Görev a:
Aphrodite üzerine olan metnin "Güzel olan her" sözlerini içeren ifadeyle açılıp "aşk tanrıçası oldu." ile kapanan bölümünü kelimesi kelimesine aktarın.

++++ Verilen metin

Aşk ve Güzellik Tanrıçası – Aphrodite
Aphrodite veya Venüs
Yunanlıların Aphrodite , Latinlerin Venüs dedikleri Ölmezlerin en güzeli, “Aşk ve Güzellik Tanrıçası” ,önceleri “Işık Ilahesi” sayılırdı. Bu hal ,yani onun ışık Tanrıçası telakki edilmesi , yalnız onun , gökyüzünde çeşit çeşit ihtişamlarla kendisini göstermesinden ötürü degildi. Işık , yeryüzünde de hayatın ve çoğalmanın başlıca sebebi idi. Gerçekten gökyüzünün açıklığı, sükunet ve tatlılığı içinde yeryüzüne yayılan tanrısal ışık olmasaydı, rengini tan yerinin kızıllığından alan güller acar mıydı? Eğer ışık olmasaydı, ilk baharlarda ağaçlara şu yürüyerek , ormanların sık saçları yeniden biter miydi? Eğer ışık olmasaydı ,hayat olur muydu ?
Yalnız yeryüzünün degil , gökyüzünün güzellikleri de geo ışıktan gelmektedir. Işık olmasaydı , pembe yüzlü şafak olmayacaktı, insanın içine rahatlık döken, ruhu avutan bulutsuz gökyüzünün letafeti bulunmayacaktı. Işık olmasaydı, batı, kızıl renklere boyanmayacak ,denizler yanmayacak , ufuklar tutuşmayacaktı. Işık olmasaydı, geceleyin yıldızlar bize göz kırpmayacaklar ve semanın derinliklerinde parlamayacaklardı. Iste , yeryüzünün ve gökyüzünün bütün ihtişamına ve güzelliğine ışık sebep oldugu icin zamanla “Işık Ilahesi” , “Güzellik Tanrıçası” oldu.
Güzel olan her şey aşk ilham etmez mi ; güzellerin güzeli olan , Aphrodite de bu yüzden yalnız güzellik tanrıçası degil , aynı zaman da aşk tanrıçası oldu.

++++++++

Görev b:
Listede "Target: snow on top of iceberg" ifadesini içeren satırdan başlayıp listenin son satırına kadar uzanan bölümü, iki uç da dahil olmak üzere, aynen alıntılayın.

++++ Girdi satırları

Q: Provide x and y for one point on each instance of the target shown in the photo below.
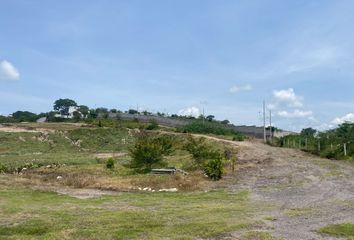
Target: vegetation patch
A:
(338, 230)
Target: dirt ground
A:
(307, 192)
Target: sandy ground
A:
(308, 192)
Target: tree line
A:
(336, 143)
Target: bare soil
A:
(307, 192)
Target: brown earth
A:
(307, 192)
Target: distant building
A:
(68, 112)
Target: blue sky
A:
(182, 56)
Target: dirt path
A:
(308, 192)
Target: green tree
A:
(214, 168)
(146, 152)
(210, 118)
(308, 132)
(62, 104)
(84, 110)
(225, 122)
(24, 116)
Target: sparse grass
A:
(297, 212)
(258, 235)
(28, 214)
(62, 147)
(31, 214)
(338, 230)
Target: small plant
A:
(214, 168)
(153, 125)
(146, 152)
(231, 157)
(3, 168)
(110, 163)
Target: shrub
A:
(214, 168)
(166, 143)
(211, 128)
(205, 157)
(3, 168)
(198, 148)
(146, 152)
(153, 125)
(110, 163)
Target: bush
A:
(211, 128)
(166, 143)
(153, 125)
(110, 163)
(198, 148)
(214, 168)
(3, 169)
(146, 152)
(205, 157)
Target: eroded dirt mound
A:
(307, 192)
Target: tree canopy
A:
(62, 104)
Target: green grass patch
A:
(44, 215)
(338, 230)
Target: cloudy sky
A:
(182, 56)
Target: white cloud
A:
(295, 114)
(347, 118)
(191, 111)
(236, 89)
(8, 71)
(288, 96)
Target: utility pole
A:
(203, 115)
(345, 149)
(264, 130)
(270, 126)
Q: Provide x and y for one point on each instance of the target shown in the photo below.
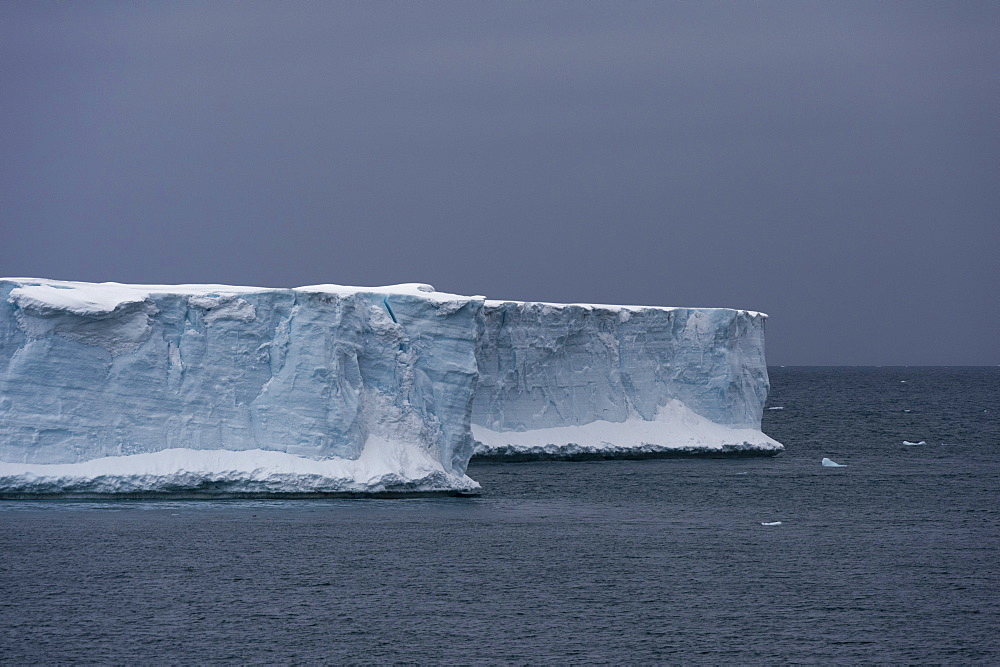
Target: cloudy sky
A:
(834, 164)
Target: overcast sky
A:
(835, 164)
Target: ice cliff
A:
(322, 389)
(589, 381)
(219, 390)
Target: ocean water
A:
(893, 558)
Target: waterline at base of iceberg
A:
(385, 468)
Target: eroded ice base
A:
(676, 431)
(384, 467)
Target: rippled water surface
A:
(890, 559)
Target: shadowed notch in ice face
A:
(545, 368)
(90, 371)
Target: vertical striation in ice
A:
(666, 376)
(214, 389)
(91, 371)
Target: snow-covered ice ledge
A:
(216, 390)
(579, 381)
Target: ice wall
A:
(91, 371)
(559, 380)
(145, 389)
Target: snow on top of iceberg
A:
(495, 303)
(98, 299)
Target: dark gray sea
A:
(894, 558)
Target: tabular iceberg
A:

++++++++

Yanıt a:
Güzel olan her şey aşk ilham etmez mi ; güzellerin güzeli olan , Aphrodite de bu yüzden yalnız güzellik tanrıçası degil , aynı zaman da aşk tanrıçası oldu.

Yanıt b:
Target: snow on top of iceberg
A:
(495, 303)
(98, 299)
Target: dark gray sea
A:
(894, 558)
Target: tabular iceberg
A:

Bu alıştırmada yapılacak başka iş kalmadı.